EXTRACTED DATA —
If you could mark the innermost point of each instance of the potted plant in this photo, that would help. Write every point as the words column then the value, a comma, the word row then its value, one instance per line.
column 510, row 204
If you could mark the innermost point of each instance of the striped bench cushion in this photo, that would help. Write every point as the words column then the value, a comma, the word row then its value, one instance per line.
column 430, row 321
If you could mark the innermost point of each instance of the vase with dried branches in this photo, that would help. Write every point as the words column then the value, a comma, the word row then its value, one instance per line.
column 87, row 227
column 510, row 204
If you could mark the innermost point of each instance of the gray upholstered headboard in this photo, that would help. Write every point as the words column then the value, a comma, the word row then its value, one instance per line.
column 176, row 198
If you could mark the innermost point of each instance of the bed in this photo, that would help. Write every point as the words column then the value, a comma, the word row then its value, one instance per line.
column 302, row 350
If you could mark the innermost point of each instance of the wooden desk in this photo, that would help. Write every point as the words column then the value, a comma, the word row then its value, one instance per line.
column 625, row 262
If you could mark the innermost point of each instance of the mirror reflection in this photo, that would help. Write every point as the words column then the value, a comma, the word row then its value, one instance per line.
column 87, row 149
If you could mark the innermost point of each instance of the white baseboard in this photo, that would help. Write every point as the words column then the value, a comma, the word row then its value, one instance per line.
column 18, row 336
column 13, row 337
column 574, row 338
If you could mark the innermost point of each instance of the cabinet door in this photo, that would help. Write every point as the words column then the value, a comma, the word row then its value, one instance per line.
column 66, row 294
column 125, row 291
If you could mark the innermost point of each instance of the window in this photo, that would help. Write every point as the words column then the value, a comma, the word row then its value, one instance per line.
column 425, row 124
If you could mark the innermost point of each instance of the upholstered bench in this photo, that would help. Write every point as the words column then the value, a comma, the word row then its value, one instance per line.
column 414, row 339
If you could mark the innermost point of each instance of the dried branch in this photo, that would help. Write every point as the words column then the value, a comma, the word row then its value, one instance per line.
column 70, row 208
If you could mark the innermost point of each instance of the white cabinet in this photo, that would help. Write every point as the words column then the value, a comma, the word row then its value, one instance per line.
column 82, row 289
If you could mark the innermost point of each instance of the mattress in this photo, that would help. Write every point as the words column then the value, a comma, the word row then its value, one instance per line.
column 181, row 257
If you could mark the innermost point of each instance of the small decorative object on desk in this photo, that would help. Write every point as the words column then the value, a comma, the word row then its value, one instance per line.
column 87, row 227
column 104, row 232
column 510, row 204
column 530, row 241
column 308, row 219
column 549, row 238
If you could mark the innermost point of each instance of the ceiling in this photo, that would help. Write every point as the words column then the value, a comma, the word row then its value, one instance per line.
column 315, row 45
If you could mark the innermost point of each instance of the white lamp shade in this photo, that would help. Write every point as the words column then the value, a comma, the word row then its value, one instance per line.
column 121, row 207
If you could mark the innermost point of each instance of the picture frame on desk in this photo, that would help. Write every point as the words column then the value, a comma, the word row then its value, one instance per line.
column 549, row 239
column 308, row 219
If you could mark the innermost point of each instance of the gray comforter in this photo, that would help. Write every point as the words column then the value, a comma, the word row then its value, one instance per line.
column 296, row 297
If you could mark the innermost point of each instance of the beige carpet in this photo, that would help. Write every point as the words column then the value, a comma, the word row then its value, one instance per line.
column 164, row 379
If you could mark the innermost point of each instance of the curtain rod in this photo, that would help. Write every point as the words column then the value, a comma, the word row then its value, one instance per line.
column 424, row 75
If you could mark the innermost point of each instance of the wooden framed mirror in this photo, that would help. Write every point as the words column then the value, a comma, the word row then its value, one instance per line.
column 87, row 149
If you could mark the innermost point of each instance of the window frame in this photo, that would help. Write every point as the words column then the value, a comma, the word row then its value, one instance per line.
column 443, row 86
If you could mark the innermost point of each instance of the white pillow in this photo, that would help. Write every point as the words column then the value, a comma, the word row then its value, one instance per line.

PROBLEM REQUIREMENTS — Repeat every line of the data, exactly and in full.

RESPONSE TO THE TASK —
If you could mark the innermost point of each instance of the potted plant in this photo, that would help. Write every point as the words column then the value, a comma, the word row then its value, one instance per line.
column 510, row 204
If you could mark the innermost point of each instance of the striped bench cushion in this photo, that would help. Write every point as the words column then the value, a comma, the word row then its value, one instance per line.
column 430, row 321
If you could mark the innermost point of each instance of the vase with dried branches in this photo, that would help. Write every point as the words column then the value, a comma, the word row then its value, one instance per line.
column 87, row 227
column 510, row 204
If you could mark the innermost point of each instance of the gray upholstered headboard in this photo, that would help. Write every point as the words column then the value, a comma, the word row then its value, one instance per line.
column 176, row 198
If you could mark the innermost point of each instance of the bed in this photo, that would help. Write every point as the words column then the value, a comma, the word row then its value, one instance per line.
column 302, row 350
If you could mark the innermost point of each instance of the wooden desk in this photo, that would help. Write every point as the words column then the value, a comma, the word row then its value, one instance per line.
column 625, row 262
If you could mark the innermost point of each instance of the mirror reflection in this photo, that would help. Write every point as the words column then the value, a comma, the word row then its value, one instance per line.
column 87, row 149
If you could mark the innermost point of each instance of the white baseboard in this photo, that would help. Write every point as the words column then the value, a comma, the word row then its value, one instance per line.
column 18, row 336
column 13, row 337
column 574, row 338
If you could mark the innermost point of each instance of the cabinet door in this photo, that would help. Write every point as the words column then the value, a comma, the word row then its value, one instance per line.
column 66, row 294
column 125, row 291
If you could mark the innermost point of each instance of the window in this photo, that would help. Write every point as the words column then the value, a comma, the word row then its value, one instance per line.
column 425, row 124
If you could mark the innermost point of each instance of the upholstered bench in this photo, that would help. Write every point as the words column then the value, a comma, the word row then its value, one instance per line.
column 414, row 339
If you could mark the innermost point of each instance of the dried branch in this photo, that would help. Write every point as the words column then the value, a comma, the word row then its value, one instance per line.
column 70, row 208
If you could mark the innermost point of each instance of the white cabinet in this photo, that would help. Write every point as the words column then the value, a comma, the word row then its value, one instance per line.
column 82, row 289
If you could mark the innermost point of each instance of the mattress in this photo, that would help. Write every point as the words column then the value, a comma, the word row then its value, one instance per line.
column 181, row 257
If you could mark the innermost point of each instance of the small decorative object on desk in this photo, that would help. Write every point as the words column then the value, a comma, the word row then its value, one instance per line.
column 87, row 227
column 104, row 232
column 510, row 204
column 530, row 241
column 308, row 219
column 549, row 238
If you could mark the innermost point of each instance of the ceiling in this photo, that would help. Write every point as the words column then the value, a comma, the word row then its value, one instance per line.
column 315, row 45
If you could mark the innermost point of each instance of the white lamp shade in this photo, that would help. Write every point as the words column then the value, a comma, the word row then its value, one instance per line.
column 121, row 207
If you could mark the innermost point of each instance of the picture frame on desk in this photo, that would help. Write every point as the words column then the value, a comma, the word row then its value, one instance per line.
column 549, row 239
column 308, row 219
If you could mark the innermost point of each instance of the gray comforter in this photo, that would help. Write every point as the words column then the value, a comma, the word row then its value, one instance per line.
column 296, row 297
If you could mark the innermost point of each instance of the beige carpet in this photo, that would help. Write every point as the words column then the value, a comma, the word row then its value, one instance per line.
column 164, row 379
If you could mark the innermost point of each instance of the curtain rod in this photo, that would help. Write every point as the words column then the value, a comma, the word row then its value, one instance per line.
column 424, row 75
If you could mark the innermost point of each instance of the wooden framed mirror in this photo, that would help. Write every point as the words column then the value, a comma, the word row then its value, one instance per line.
column 87, row 149
If you could mark the innermost point of each instance of the window frame in this photo, that would help. Write every point as the words column then the value, a comma, the word row then its value, one instance per line.
column 443, row 86
If you could mark the innermost point of each instance of the white pillow in this photo, that would help. Write every point as the words column then the value, a comma, the word row then its value, one instance per line.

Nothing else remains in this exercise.